TAREFAS —
• a. No texto sobre a morte e a ressurreição, o que acontecerá se o corpo não for enterrado em poucas horas?
• b. Prossiga o texto sobre a morte e a ressurreição a partir da última frase apresentada.

FONTE —
⁂

Se não houvesse vida depois da morte, não haveria motivo para praticar a virtude. Com a sua Ressurreição, Cristo comprou a nossa, dando-nos a certeza de que com Ele reinaremos eternamente.

 

Um grande silêncio reina no salão. De vez em quando, ele é interrompido por soluços e lamentações de dor pela perda de alguém que ontem mesmo estava entre nós e já não está mais…

Uma senhora acerca-se do caixão com gesto compungido, um amigo do falecido chora desconsolado, outro faz o sinal da Cruz. A tristeza pervade os que tiveram maior convívio com o defunto ou foram por ele beneficiados. Não poucos se afastam do ataúde com fisionomia abatida, consternados pelo contato com seu corpo sem vida, pálido e frio. É preciso enterrá-lo em poucas horas, caso contrário, o mau odor contaminará todo o ambiente.

Do lado de fora, conversa-se à meia voz. Alguns questionam o porquê daquele trágico acontecimento, outros recordam fatos da vida de quem agora jaz inerte. Prestígio, honrarias, riqueza… ou quiçá miséria e sofrimento… Tudo passou!

⁂

DADOS ARMAZENADOS —

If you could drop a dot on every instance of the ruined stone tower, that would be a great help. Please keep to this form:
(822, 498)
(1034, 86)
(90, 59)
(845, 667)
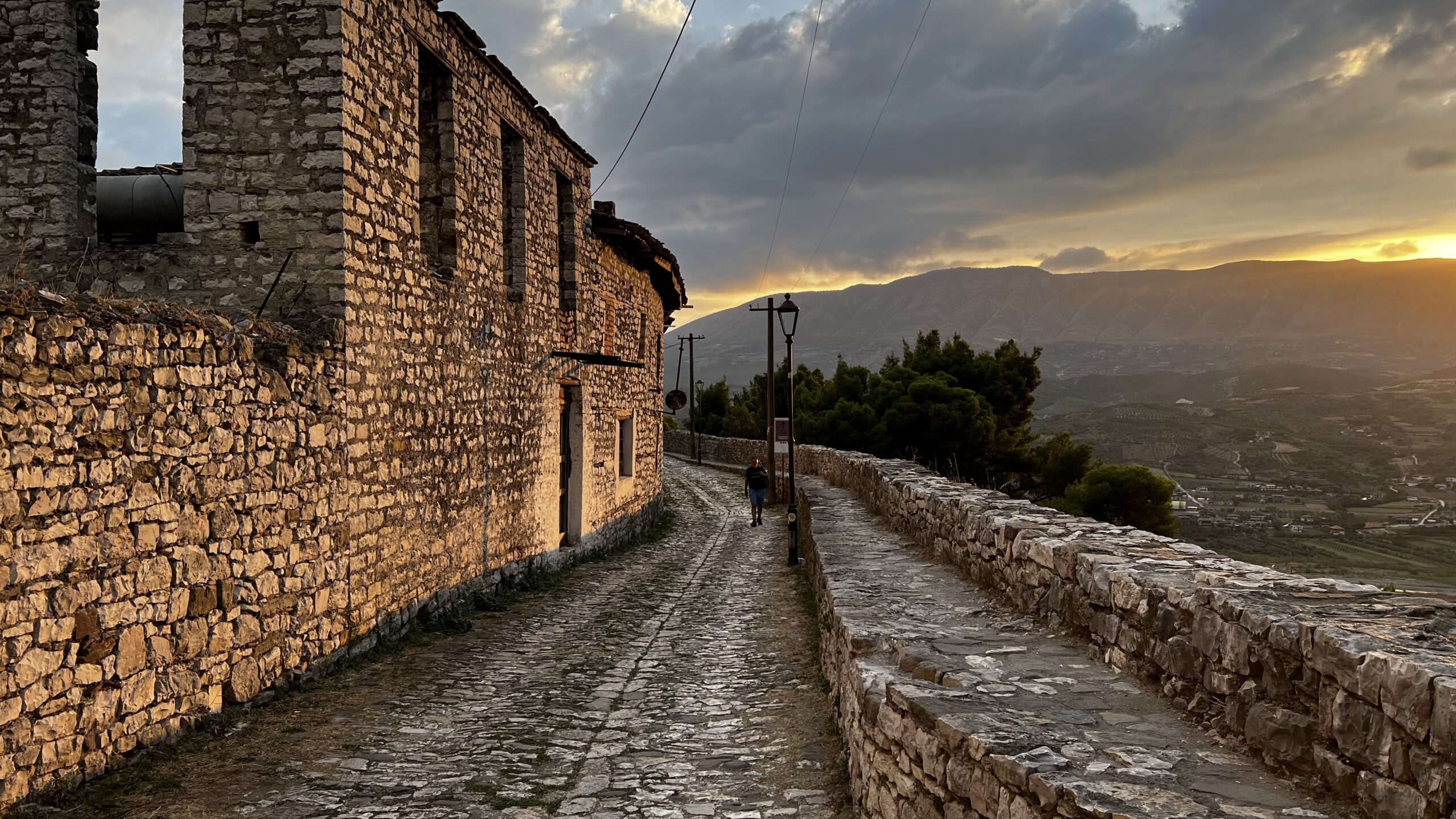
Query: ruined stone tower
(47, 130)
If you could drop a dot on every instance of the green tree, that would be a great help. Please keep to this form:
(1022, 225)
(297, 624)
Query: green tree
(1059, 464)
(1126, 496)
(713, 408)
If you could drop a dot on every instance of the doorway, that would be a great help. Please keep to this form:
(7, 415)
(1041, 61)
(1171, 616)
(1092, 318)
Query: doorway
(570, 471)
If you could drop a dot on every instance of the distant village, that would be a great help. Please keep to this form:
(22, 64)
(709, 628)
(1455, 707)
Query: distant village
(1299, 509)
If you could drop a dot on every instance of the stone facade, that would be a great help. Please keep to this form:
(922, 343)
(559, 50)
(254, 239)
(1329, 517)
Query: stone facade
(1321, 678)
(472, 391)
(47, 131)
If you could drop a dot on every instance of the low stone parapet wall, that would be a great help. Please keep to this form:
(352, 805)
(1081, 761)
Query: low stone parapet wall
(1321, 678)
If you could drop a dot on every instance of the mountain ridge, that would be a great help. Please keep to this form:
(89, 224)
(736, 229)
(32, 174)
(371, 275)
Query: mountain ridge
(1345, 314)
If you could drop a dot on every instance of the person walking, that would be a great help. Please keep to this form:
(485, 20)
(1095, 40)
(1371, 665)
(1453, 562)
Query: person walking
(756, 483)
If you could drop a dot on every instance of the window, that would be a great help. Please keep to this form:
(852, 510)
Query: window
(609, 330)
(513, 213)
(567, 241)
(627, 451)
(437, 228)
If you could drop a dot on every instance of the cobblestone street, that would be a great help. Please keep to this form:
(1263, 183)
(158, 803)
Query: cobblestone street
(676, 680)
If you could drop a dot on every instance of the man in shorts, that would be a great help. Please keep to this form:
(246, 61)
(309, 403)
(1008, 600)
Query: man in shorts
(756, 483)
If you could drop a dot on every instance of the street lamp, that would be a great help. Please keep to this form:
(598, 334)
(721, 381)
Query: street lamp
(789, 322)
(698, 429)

⁂

RESPOSTAS —
• a. O mau odor contaminará todo o ambiente.

• b.
Quem conheceu seu bisavô? E seu tataravô? Na maior parte dos casos, a resposta será negativa, pois já morreram há tempos. Morreram… E, mais dia menos dia, o mesmo se dará conosco. Que tremenda perspectiva!

Entretanto, a impostação de espírito católica é toda feita de esperança ante esta realidade inevitável para todos nós, pois cremos que Nosso Senhor Jesus Cristo venceu a morte com a sua Ressurreição gloriosa: “Estive morto, e eis-Me de novo vivo pelos séculos dos séculos; tenho as chaves da morte e da região dos mortos” (Ap 1, 18).

Uma evidência incontestável

Desde a mais remota antiguidade até a época presente muito se tem falado sobre o fim da vida humana, e talvez nenhuma realidade seja tão universal quanto esta: a morte.

Os homens podem contestar e pôr em dúvida verdades duras de serem ouvidas. Contra a evidência da morte, todavia, ninguém é capaz de se levantar, pois, ainda que seja para todos uma incógnita, dela não se escapa. “A sentença de morte foi escrita para todo o gênero humano. O homem deve morrer”,1 assevera o grande moralista Santo Afonso Maria de Ligório.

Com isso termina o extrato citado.